→ TASKS TO PERFORM
1/ Using the passage on high-throughput methods in molecular biology, explain in one to three sentences why the authors favor well-designed case studies that focus on HT approaches and use original datasets.
2/ Please answer these questions from the passage on high-throughput methods:
(a) What does the abbreviation "HT" stand for?
(b) Which gene editing technologies are named for genome-scale phenotypic characterization?
(c) What label is often given to the results these approaches produce?
3/ Extend the passage on high-throughput methods in molecular biology, picking up after its final sentence.

→ EXTRACTED TEXT
★ ★ ★ ★ ★ ★ ★
Modern molecular biology techniques are increasingly utilizing automation and
miniaturization to test numerous samples or conditions simultaneously. High-throughput
(HT) approaches include massively parallel sequencing of DNA, synthesis of numerous
nucleic acids and peptides, automated microscopy, microfluidics for single-cell analyses,
small molecule screening using robotics, and genome-scale phenotypic characterization
using CRISPR/Cas9 gene editing technologies. These approaches produce a wealth of
results, often labeled ‘big data.’ However, there are limited educational case studies that
address authentic high-throughput approaches using real data. We believe well-designed
case studies focusing on HT approaches and using original datasets empower students to
learn current approaches and exercise quantitative reasoning in data analyses.
★ ★ ★ ★ ★ ★ ★
→ DATASET CONTENT
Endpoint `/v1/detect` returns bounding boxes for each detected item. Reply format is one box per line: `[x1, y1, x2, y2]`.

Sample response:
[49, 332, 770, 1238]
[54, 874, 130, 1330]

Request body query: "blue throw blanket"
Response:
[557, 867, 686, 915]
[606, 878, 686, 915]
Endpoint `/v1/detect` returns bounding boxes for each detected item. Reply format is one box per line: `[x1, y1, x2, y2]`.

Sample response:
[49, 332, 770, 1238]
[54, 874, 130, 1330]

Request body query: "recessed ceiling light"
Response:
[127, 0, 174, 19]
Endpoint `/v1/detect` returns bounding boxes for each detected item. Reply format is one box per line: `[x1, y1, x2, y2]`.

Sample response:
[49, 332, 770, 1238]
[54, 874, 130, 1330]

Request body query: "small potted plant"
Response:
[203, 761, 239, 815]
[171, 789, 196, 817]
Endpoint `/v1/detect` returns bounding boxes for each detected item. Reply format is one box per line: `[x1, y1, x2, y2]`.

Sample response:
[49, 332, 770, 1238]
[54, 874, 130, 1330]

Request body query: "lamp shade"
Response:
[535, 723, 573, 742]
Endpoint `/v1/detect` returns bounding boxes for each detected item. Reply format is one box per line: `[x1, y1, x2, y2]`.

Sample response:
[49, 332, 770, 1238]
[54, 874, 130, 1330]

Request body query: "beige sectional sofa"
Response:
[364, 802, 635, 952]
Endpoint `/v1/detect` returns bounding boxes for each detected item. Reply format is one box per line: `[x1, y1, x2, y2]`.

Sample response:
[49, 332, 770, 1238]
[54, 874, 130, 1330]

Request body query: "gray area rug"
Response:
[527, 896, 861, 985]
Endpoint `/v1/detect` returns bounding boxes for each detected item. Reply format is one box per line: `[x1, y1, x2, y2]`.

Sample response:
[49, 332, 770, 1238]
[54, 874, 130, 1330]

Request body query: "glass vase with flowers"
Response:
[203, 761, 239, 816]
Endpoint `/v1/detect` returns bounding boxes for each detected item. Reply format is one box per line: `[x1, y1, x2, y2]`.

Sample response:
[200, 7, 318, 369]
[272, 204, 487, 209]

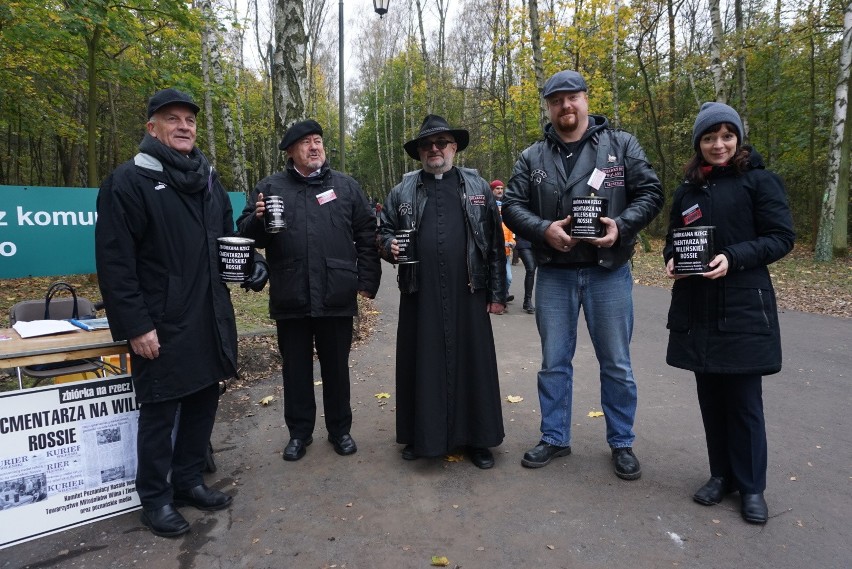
★ ★ ★ ★ ★ ★ ★
→ REPLIES
1/ The authors believe such case studies empower students to learn current approaches and to exercise quantitative reasoning in data analyses. They also note that few educational case studies address authentic high-throughput approaches using real data.

2/
(a) High-throughput
(b) CRISPR/Cas9
(c) 'Big data'

3/
We have created the NSF-funded High-throughput Discovery Science & Inquiry-based
Case Studies for Today’s Students (HITS) Research Coordination Network to address this
gap. HITS brings together interdisciplinary groups of HT researchers and instructors to
produce authentic HT case studies that can be implemented in a variety of courses,
allowing students to analyze real data and learn valuable quantitative skills. The first cohort
is developing new HT cases. As a pilot, we have designed and used four case studies in
our upper-level undergraduate and graduate HT Discovery course, and the graduate
students in the course each created case studies that highlight the applications of HT
approaches and follow the NCCSTS guidelines. Together, these initiatives will increase the
content available for teaching HT approaches.